Count the lines in the records below that contain the string "query", with case treated as significant. Give only the number.

• [Supplied material]:
_ _ _ _ _
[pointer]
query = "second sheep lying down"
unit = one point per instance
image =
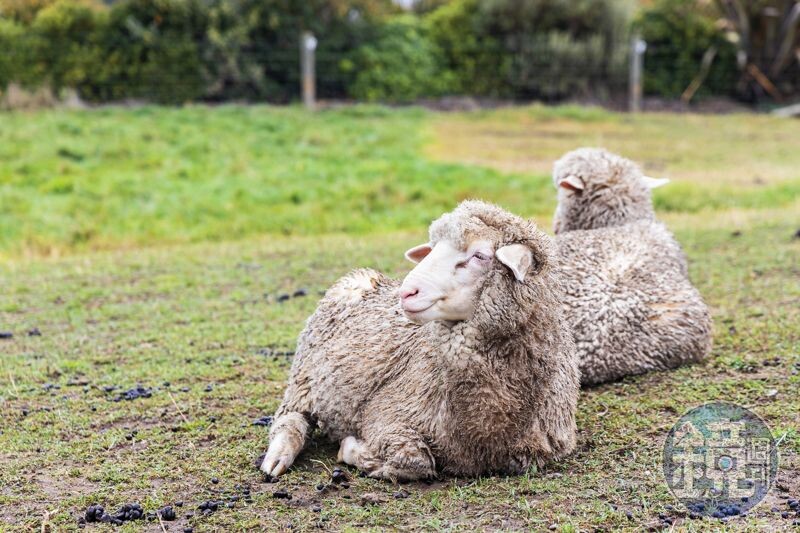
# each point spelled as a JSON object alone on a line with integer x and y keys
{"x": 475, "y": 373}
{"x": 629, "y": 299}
_ _ _ _ _
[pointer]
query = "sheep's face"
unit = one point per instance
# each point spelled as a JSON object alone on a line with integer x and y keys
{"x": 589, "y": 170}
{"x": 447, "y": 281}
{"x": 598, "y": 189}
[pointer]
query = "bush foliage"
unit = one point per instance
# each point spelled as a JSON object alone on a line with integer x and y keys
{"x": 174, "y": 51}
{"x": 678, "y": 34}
_ _ _ _ _
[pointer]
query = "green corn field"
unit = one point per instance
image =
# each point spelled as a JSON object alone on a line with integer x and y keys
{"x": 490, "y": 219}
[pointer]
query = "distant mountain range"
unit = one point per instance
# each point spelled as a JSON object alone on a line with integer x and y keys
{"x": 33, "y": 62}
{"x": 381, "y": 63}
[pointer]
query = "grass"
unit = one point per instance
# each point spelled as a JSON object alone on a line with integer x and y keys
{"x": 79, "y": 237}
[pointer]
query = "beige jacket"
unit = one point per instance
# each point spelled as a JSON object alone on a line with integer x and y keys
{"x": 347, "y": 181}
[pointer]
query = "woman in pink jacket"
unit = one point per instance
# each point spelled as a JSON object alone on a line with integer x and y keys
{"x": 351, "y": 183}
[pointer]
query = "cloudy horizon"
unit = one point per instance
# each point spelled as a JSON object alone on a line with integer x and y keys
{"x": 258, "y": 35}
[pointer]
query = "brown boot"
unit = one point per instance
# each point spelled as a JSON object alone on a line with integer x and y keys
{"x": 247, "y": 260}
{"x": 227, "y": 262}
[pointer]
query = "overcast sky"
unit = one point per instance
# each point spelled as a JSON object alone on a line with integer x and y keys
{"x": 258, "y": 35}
_ _ _ _ _
• [Result]:
11